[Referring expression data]

+++++

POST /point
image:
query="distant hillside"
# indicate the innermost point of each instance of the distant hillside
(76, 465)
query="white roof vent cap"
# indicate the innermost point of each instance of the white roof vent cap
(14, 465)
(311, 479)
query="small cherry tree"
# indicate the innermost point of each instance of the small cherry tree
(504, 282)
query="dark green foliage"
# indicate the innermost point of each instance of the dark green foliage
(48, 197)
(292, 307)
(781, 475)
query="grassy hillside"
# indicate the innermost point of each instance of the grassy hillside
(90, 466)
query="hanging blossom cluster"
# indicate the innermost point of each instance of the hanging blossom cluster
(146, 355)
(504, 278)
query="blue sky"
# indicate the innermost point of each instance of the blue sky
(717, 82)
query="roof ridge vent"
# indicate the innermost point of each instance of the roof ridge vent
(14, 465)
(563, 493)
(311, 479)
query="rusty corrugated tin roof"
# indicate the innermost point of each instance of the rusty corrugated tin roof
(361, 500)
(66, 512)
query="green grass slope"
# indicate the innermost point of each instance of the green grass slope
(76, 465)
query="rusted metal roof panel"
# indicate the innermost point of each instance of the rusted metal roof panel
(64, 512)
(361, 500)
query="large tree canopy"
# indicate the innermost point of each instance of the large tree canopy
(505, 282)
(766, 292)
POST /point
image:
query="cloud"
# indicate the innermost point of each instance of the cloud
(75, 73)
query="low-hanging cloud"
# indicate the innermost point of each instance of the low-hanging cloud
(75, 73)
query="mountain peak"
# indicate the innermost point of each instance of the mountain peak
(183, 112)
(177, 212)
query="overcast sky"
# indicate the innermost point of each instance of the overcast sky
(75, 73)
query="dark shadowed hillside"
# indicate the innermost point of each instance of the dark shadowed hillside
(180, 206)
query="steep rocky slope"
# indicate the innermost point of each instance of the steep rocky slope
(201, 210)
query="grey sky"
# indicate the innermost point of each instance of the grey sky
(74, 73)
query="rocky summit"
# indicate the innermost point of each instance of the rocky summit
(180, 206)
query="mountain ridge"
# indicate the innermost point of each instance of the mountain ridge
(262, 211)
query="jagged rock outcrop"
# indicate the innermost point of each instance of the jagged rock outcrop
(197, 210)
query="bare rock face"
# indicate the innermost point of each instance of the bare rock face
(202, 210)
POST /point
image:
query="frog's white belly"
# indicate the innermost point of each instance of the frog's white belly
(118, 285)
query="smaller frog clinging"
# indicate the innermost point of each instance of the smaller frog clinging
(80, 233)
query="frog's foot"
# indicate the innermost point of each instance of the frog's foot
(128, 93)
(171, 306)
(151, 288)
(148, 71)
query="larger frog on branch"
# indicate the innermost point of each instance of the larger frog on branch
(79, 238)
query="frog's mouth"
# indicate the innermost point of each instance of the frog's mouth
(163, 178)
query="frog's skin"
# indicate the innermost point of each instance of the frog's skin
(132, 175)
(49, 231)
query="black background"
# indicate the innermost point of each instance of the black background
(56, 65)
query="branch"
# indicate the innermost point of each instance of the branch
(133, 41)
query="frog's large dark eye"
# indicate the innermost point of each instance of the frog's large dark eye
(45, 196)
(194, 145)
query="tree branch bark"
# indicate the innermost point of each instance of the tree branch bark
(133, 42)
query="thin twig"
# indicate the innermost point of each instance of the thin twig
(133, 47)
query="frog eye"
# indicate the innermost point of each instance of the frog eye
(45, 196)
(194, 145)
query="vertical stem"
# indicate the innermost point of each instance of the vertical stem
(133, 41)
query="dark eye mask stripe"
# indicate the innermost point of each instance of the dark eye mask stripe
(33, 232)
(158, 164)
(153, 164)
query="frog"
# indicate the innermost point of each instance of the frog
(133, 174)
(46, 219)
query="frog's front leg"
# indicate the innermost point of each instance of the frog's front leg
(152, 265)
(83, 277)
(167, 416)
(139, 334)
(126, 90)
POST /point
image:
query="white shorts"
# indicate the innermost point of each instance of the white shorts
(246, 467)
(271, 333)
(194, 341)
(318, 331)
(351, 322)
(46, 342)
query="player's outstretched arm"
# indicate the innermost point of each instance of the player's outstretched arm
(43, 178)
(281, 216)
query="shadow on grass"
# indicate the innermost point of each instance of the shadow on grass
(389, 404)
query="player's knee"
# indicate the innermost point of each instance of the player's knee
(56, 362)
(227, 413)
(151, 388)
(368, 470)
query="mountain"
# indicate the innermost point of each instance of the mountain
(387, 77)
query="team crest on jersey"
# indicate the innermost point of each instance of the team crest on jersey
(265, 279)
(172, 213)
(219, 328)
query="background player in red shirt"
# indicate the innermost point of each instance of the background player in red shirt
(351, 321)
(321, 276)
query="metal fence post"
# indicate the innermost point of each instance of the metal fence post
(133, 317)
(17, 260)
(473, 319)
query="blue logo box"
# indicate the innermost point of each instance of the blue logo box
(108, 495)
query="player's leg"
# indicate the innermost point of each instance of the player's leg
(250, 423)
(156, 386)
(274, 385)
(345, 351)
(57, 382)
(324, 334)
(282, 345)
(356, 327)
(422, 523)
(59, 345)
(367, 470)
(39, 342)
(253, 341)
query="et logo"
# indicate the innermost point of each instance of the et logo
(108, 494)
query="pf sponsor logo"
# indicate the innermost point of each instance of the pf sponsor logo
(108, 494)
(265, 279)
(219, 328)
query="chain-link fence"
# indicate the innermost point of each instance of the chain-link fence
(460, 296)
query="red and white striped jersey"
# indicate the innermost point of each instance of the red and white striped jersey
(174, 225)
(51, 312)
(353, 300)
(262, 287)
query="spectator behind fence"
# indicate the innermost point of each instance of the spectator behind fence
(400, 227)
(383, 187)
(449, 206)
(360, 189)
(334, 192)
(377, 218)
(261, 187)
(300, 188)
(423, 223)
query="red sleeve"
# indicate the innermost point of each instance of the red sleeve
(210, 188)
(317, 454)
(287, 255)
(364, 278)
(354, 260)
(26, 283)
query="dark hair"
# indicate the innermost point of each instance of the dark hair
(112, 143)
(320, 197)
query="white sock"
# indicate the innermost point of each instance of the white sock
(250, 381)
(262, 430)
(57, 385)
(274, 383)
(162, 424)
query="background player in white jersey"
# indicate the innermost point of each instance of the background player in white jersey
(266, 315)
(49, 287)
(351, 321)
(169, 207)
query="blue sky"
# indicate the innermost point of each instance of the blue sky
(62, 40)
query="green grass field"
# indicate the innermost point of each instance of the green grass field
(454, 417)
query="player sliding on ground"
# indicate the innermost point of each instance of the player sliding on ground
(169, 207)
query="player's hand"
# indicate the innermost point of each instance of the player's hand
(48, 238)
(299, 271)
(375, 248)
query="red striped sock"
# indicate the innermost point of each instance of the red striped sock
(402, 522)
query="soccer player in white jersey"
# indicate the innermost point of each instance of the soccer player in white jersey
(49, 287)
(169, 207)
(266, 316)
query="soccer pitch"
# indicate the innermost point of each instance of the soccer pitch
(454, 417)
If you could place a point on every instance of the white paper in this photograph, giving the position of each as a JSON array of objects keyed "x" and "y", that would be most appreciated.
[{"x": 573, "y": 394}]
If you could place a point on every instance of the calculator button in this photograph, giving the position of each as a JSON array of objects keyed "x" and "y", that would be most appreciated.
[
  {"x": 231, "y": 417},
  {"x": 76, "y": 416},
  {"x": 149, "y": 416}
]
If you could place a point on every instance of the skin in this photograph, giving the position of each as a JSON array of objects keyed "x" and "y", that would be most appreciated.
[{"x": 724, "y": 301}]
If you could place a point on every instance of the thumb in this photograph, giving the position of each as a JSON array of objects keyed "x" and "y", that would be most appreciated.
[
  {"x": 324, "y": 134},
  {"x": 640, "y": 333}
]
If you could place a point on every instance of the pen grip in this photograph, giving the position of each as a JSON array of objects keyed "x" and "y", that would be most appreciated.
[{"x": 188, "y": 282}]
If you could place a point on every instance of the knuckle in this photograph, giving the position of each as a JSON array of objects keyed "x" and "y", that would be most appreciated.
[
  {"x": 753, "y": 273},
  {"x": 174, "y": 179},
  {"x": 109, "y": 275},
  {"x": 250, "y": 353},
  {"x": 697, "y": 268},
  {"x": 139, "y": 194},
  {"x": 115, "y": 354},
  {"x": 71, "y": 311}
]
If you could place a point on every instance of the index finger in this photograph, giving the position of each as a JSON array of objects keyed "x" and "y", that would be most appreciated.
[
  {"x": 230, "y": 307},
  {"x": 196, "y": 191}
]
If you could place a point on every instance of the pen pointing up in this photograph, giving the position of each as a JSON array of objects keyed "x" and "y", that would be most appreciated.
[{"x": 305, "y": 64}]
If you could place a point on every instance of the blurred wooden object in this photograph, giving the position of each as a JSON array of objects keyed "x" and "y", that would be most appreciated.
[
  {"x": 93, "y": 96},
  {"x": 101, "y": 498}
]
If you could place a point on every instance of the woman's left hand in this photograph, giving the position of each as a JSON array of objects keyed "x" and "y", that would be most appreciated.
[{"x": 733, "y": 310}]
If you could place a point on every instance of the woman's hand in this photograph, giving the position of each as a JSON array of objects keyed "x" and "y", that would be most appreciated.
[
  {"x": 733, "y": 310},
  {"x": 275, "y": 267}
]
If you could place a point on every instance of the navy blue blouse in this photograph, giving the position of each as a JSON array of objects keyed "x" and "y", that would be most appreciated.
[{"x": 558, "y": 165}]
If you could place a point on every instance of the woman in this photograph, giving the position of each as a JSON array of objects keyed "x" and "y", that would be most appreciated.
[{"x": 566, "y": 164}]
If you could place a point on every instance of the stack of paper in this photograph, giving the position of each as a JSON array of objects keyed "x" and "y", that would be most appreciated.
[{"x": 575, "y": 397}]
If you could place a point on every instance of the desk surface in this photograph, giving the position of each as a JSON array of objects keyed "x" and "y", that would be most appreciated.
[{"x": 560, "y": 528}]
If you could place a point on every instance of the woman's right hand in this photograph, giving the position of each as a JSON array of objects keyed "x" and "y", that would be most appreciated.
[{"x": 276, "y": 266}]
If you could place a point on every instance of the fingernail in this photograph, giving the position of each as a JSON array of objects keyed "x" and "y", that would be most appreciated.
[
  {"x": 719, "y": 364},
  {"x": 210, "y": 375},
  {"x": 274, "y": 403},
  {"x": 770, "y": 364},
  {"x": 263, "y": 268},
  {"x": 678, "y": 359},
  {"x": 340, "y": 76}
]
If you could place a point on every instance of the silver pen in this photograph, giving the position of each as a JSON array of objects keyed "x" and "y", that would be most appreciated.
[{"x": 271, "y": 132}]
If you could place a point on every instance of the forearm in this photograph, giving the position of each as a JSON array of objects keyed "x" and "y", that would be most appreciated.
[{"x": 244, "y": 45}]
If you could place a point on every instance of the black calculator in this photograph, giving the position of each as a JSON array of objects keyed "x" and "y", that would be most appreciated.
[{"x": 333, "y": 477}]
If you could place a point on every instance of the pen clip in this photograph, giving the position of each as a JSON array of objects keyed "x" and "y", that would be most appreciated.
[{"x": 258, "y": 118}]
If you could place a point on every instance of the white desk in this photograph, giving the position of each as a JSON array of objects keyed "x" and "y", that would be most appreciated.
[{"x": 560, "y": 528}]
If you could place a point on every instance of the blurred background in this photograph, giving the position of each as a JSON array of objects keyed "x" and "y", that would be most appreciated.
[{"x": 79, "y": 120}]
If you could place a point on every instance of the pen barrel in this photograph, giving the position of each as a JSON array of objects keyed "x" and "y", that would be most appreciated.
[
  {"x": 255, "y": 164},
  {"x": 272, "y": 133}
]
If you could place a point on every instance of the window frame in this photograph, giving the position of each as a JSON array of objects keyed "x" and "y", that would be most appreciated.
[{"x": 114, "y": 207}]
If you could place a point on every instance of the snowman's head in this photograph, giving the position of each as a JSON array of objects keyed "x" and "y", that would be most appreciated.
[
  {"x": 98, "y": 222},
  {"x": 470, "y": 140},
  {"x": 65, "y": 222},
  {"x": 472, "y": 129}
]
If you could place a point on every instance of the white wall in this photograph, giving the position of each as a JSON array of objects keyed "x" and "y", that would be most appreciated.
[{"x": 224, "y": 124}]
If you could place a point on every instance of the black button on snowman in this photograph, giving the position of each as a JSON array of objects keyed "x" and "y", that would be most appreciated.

+++++

Output exactly the lines of the data that run from the one containing "of the snowman's" to the very last line, and no others.

OUTPUT OF THE EXERCISE:
If you could place a point on every instance of the snowman's head in this photograph, giving the position of each as a JSON array of objects keyed "x" and "y", that would be most appreciated.
[
  {"x": 98, "y": 222},
  {"x": 470, "y": 140},
  {"x": 65, "y": 222},
  {"x": 472, "y": 129}
]
If you could place a point on every instance of the white wall in this photograph, giving the position of each as a JSON array of objects keyed "x" and "y", that would be most appreciated.
[{"x": 224, "y": 124}]
If you could place a point on every instance of the black button on snowman in this photograph, giving the position of each as a JSON array of objects keyed "x" and "y", that would be most appreciated.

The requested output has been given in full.